TASK DESCRIPTION: Copy out the line containing "Annotation task: mark the boat railing" and each line after it, through the last one in the material, exactly as written.

________

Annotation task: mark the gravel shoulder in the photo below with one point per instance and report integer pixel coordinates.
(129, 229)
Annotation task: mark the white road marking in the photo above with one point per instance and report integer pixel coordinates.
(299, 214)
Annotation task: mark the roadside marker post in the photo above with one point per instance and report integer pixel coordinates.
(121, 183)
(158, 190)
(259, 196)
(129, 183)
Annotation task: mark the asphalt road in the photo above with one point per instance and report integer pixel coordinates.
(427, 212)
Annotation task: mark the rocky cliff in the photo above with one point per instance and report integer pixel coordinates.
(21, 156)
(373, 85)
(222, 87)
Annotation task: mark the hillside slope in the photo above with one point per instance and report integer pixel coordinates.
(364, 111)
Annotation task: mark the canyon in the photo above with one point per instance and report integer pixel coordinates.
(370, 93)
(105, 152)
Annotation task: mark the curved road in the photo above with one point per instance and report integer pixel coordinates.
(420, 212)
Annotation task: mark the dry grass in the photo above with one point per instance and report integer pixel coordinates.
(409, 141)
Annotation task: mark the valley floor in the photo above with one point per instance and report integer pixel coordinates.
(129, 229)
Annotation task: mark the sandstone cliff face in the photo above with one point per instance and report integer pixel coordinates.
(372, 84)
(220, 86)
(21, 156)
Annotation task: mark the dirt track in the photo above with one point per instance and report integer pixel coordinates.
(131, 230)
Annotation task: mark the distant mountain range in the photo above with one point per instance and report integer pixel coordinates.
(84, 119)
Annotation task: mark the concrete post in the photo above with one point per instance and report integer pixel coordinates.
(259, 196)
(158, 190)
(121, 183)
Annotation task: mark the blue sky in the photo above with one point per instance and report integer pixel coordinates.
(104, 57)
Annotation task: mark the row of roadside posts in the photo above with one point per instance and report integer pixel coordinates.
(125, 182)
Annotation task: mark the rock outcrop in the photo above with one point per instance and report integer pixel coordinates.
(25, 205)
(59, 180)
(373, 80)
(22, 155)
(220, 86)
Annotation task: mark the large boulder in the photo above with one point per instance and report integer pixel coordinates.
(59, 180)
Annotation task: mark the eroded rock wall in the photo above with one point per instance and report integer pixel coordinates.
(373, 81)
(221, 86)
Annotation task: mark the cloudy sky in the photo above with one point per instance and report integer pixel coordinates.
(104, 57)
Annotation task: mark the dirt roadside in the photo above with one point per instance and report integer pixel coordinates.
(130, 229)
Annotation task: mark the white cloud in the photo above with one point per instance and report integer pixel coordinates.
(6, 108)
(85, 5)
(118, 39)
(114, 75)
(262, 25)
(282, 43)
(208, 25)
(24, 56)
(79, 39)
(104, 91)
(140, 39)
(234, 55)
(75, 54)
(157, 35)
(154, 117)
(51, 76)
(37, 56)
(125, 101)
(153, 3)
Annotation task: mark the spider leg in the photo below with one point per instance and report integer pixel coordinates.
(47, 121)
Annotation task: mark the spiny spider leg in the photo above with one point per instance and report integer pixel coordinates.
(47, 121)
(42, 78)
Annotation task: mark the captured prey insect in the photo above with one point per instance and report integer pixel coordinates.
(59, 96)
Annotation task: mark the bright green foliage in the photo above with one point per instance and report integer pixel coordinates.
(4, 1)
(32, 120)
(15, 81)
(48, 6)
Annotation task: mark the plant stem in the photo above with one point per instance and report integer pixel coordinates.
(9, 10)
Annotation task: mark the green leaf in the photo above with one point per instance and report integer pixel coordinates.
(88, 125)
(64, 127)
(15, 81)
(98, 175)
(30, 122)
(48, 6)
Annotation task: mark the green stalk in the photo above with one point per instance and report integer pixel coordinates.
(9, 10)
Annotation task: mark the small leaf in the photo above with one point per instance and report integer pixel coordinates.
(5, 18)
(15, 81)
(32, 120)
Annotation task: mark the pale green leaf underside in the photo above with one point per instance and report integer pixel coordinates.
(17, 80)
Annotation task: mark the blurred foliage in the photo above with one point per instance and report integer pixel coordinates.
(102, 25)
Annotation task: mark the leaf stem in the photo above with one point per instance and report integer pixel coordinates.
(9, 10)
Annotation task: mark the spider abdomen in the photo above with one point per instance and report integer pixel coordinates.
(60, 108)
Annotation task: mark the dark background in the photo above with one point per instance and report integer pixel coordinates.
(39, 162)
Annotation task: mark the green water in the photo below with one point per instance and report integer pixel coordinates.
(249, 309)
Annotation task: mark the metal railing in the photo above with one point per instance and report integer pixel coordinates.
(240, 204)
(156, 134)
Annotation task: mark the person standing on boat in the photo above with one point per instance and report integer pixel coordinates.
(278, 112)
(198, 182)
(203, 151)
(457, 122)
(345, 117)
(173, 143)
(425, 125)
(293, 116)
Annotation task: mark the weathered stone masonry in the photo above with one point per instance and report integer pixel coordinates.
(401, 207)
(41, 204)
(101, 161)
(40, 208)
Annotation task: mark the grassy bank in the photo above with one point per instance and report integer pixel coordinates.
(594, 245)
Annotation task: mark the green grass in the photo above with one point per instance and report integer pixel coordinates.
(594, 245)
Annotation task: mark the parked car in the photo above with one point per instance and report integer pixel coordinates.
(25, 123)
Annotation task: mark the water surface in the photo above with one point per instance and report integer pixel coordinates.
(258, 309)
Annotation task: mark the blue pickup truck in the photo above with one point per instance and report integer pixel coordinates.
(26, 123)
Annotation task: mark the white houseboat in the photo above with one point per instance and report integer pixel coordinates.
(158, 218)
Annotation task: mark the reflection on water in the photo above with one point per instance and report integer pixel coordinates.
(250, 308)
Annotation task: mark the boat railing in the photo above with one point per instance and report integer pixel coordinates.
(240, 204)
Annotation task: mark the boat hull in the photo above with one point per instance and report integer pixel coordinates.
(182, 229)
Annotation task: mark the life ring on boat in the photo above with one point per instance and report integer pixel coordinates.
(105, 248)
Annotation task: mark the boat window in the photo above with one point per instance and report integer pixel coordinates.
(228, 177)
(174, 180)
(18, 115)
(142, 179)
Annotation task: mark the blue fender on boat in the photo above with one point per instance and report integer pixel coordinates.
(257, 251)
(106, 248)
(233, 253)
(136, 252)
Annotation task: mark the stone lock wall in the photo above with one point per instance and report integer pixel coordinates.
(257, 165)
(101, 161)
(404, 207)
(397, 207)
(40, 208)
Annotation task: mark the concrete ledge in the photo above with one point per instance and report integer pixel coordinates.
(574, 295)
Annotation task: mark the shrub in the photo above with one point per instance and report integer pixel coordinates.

________

FINAL RESULT:
Annotation task: mark the boat railing in the photo above with one point per instance and report integer pixel coordinates.
(240, 204)
Annotation task: mark the boat hull in the photo above with one point per instance and report integer pixel coordinates.
(182, 229)
Annotation task: mark the life ring on boat in the photo above with one point per instance and report integer pixel coordinates.
(105, 248)
Annotation task: mark the boat window in the photo above with one point per instance and report integer pixel coordinates.
(228, 177)
(174, 180)
(18, 115)
(142, 179)
Annotation task: mark the blue fender on boat in the photo above with one point per instance and report integer pixel coordinates.
(257, 251)
(106, 248)
(233, 253)
(136, 252)
Annotation task: mark the stone lock wall in the photo above with one point per instance and report integer pixel coordinates.
(257, 165)
(101, 161)
(404, 207)
(397, 207)
(40, 208)
Annotation task: mark the concrete ledge in the photo above with one point per instance and report integer pixel coordinates.
(574, 295)
Annotation task: mark the shrub in the photo above with one point per instance and report integer pixel coordinates.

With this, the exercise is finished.